▶ _待办任务_
1. 请一字不改地照录正文中的一段：从含有“此宋人讲义通病,故身之箴之。”的地方开始，到“以知学之无止法矣。(卷六〇)”之后停止。
2. 请将清单中从含有“Put a dot on the white”的那一行起、直到清单末尾的各行重新写出，提问行也照样保留，并把答案中的坐标数值按0.6的比例缩放。缩放后四舍五入取整，遇0.5一律进位；只需给出这几行。

▶ _正文_
⟨
辩误即考证中之一事,所以自为一篇者,以皆取材于《通鉴释文辨误》也。《通鉴》释文南宋时通行者三家,一为司马康《释文》,刻于海陵,故谓之海陵本。康,温公子,字公休。《直斋书录解题》著录二十卷,《宋志》作六卷,今佚。二为史炤《释文》,《直斋》及《宋志》著录三十卷,今存。三为蜀费氏本《通鉴》,《音释》附正文下,今传有残帙。据身之所考证,一、三两本皆书估倩学究为之,海陵本话之公休,费本则间附己见,皆蹈袭史炤者也。《释文辨误》以辩史炤书为主,而海陵本、费本与史炤多同。海陵本宋末元初尚盛行,《考古质疑》六,及《齐东野语》十八“孟子三宿出昼”条,所引《通鉴释音》,皆称司马康本。身之并之者,以其冒公休大名,播其误于众耳。兹特采其有关史学常识,及初学易犯者著于篇。

周赧王五十五年,秦武安君奇兵二万五千人,绝赵军之後,又五千骑绝赵壁间,赵军分而为二。史炤《释文》曰:“间,居栈切,间隔之也。”

《辨误》曰:若从炤说,当以“间赵军”为句,与下句分而为二,意颇重複。若以“又五千骑绝赵壁间”为句,与上句“奇兵二万五千人绝赵军之後”,句法文意,殊为停当,间读如字。每见为句读之学者,于一句之间,截而分属上下,求发先儒之所未发,以见圣贤深意。若文意自来通顺,而于一字两字或四三字之间,创分句读,以为新奇,似不必尔。(卷五)

此宋人讲义通病,故身之箴之。

汉献帝初平二年,邴原性刚直,清议以格物。史炤《释文》曰:“格,古伯切,废格之格,以清议废人。又音阁。”海陵本同。

《辨误》曰:格,正也,言以清议正物也,格读如字。炤以为“废格之格”,是知读《汉书》而未晓文义。夫因文见义,各有攸当,不可滞于一隅,学问思辩,圣人之所以教人也。然圣人之所谓学问思辩,讵止此哉!触类而长之,亦可以知学之无止法矣。(卷六〇)
⟩
▶ _原始清单_
⟨
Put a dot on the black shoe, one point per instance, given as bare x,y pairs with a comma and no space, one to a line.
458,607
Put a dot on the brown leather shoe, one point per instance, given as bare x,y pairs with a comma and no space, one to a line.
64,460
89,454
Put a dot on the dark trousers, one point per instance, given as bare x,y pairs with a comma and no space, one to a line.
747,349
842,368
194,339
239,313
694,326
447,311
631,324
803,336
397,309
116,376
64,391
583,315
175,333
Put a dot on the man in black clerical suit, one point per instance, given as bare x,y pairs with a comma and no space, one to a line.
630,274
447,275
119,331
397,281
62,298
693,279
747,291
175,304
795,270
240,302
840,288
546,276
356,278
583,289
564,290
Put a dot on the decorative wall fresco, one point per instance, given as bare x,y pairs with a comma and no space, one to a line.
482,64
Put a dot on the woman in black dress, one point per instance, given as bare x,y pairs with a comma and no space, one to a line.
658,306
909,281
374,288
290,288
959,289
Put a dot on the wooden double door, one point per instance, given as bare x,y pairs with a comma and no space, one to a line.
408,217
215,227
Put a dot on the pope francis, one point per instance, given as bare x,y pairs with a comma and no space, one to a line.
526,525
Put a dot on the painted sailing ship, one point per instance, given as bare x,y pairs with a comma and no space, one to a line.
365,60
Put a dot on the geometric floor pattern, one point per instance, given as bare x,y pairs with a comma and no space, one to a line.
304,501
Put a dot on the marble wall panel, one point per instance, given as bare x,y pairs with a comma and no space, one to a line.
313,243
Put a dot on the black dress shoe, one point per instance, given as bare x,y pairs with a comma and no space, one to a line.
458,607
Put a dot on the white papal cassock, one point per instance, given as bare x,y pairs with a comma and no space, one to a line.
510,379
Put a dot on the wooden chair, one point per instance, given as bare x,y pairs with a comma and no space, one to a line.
⟩
▶ _任务结果_
1.
此宋人讲义通病,故身之箴之。

汉献帝初平二年,邴原性刚直,清议以格物。史炤《释文》曰:“格,古伯切,废格之格,以清议废人。又音阁。”海陵本同。

《辨误》曰:格,正也,言以清议正物也,格读如字。炤以为“废格之格”,是知读《汉书》而未晓文义。夫因文见义,各有攸当,不可滞于一隅,学问思辩,圣人之所以教人也。然圣人之所谓学问思辩,讵止此哉!触类而长之,亦可以知学之无止法矣。(卷六〇)

2.
Put a dot on the white papal cassock, one point per instance, given as bare x,y pairs with a comma and no space, one to a line.
306,227
Put a dot on the wooden chair, one point per instance, given as bare x,y pairs with a comma and no space, one to a line.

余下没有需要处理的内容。